Prof. Dr. Sevil ATASOY
Sütçünün Atlari
Sütçünün kaybettigi görülmemisti hiç. Kimileri, "Ne sansli adam." derdi onun için. Kimisi, "Attan amma iyi anliyor." Sütçünün ne sütçülükle, ne de binicilikle ilgisi vardi aslinda. Sadece, uyusturucu kaçakçisiydi. Hem de, tarihin en büyüklerinden biri.
01 Mayıs 2015, Cuma
Sütçünün kaybettiği görülmemişti hiç. Kimileri, "Ne şanslı adam." derdi onun için. Kimisi, "Attan amma iyi anlıyor." Sütçünün ne sütçülükle, ne de binicilikle ilgisi vardı aslında. Sadece, uyuşturucu kaçakçısıydı. Hem de, tarihin en büyüklerinden biri.
İngiltere Jokey Kulübü, güvenlik işlerinin başına, Washington Büyükelçiliği’nde irtibat subayı olarak çalışmış eski bir istihbaratçıyı, Roger Buffham’ı getirdiğine seviniyordu. 1992 başlarıydı ve onun, uzunca bir süredir manşetlerden inmeyen at yarışlarındaki şike ve doping dedikodularının üzerine gideceğinden, çürük elmaları ayıklayacağından kimsenin kuşkusu yoktu.

### Verilen görev 1
"statue" kelimesinin geçtiği satırları sayıp yalnızca bu sayıyı yazın. Büyük ve küçük harf farkı dikkate alınır.
Metin ile satırlar birbirinden bağımsız malzemelerdir.

(Bir işaretleme veri kümesinden satırlar)
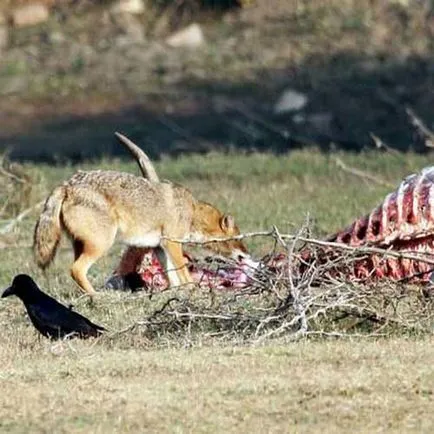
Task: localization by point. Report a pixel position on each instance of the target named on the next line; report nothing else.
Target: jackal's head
(209, 222)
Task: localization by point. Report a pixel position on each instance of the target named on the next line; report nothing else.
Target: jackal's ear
(227, 223)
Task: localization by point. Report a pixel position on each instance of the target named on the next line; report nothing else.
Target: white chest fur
(150, 239)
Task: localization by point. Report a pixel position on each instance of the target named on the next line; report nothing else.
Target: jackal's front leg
(172, 258)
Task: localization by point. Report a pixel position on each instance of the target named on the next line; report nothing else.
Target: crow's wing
(55, 320)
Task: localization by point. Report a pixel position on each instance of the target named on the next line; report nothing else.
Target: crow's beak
(8, 291)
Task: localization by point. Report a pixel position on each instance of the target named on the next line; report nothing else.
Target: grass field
(133, 381)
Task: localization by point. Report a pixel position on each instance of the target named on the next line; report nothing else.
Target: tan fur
(94, 207)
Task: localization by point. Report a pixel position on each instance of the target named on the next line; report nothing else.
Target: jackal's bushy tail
(48, 228)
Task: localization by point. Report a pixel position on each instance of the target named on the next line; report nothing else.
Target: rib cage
(404, 221)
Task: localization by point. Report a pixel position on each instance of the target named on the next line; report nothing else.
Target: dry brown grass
(338, 386)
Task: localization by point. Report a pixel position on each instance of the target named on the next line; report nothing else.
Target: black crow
(50, 318)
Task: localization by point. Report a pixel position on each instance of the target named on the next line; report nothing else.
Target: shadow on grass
(349, 97)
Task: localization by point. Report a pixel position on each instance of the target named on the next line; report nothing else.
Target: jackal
(93, 207)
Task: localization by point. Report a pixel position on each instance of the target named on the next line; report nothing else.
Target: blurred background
(199, 75)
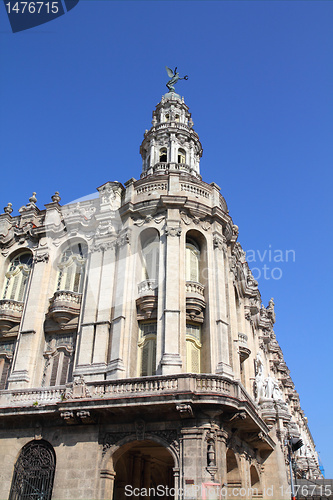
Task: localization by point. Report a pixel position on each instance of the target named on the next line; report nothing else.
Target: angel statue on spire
(174, 77)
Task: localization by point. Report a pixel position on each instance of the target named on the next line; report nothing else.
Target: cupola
(171, 144)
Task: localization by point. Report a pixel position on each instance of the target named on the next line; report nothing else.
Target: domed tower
(134, 345)
(171, 143)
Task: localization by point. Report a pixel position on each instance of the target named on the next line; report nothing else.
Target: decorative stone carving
(64, 306)
(220, 242)
(56, 198)
(102, 246)
(42, 257)
(123, 239)
(188, 218)
(185, 410)
(112, 438)
(140, 427)
(8, 209)
(78, 389)
(10, 314)
(173, 231)
(158, 218)
(272, 389)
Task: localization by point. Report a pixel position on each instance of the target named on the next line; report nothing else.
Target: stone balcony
(166, 167)
(146, 302)
(177, 395)
(195, 301)
(243, 348)
(10, 314)
(64, 306)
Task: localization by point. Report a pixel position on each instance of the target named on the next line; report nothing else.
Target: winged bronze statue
(174, 77)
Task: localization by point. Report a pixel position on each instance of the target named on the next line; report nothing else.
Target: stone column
(173, 155)
(102, 332)
(222, 320)
(121, 307)
(33, 317)
(171, 360)
(89, 312)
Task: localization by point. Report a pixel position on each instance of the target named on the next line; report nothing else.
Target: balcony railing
(10, 314)
(243, 347)
(147, 287)
(158, 385)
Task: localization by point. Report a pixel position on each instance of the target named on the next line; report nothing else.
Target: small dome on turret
(171, 143)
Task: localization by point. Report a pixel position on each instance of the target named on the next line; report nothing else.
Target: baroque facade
(135, 351)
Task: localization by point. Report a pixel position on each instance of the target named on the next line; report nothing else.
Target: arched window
(193, 348)
(233, 475)
(163, 155)
(147, 348)
(192, 261)
(34, 472)
(255, 483)
(72, 268)
(58, 356)
(17, 277)
(181, 156)
(150, 254)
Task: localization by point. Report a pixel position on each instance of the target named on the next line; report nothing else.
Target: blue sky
(78, 93)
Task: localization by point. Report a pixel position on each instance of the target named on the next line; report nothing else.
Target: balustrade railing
(123, 388)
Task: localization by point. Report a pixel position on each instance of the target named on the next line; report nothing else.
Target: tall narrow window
(147, 348)
(163, 155)
(193, 348)
(6, 358)
(72, 268)
(34, 472)
(17, 277)
(192, 261)
(181, 156)
(58, 355)
(150, 253)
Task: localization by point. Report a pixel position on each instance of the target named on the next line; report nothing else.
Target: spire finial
(8, 209)
(174, 77)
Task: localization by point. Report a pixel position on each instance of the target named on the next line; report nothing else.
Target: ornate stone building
(135, 351)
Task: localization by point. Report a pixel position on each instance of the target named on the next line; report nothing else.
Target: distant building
(135, 351)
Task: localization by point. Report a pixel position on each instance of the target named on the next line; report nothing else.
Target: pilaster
(171, 361)
(33, 316)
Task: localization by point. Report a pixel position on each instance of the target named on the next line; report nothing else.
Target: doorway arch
(143, 470)
(34, 472)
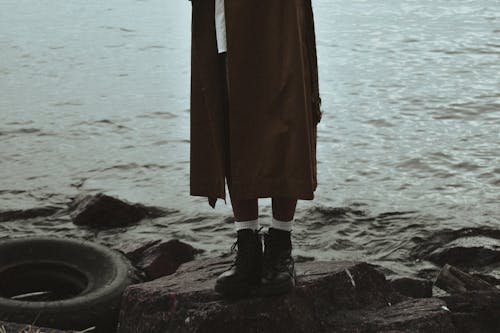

### Verilen görev 2
Metne göre İngiltere Jokey Kulübü, güvenlik işlerinin başına kimi getirmişti?

### Örnek çözüm 1
2

### Örnek çözüm 2
Washington Büyükelçiliği'nde irtibat subayı olarak çalışmış eski bir istihbaratçı olan Roger Buffham'ı.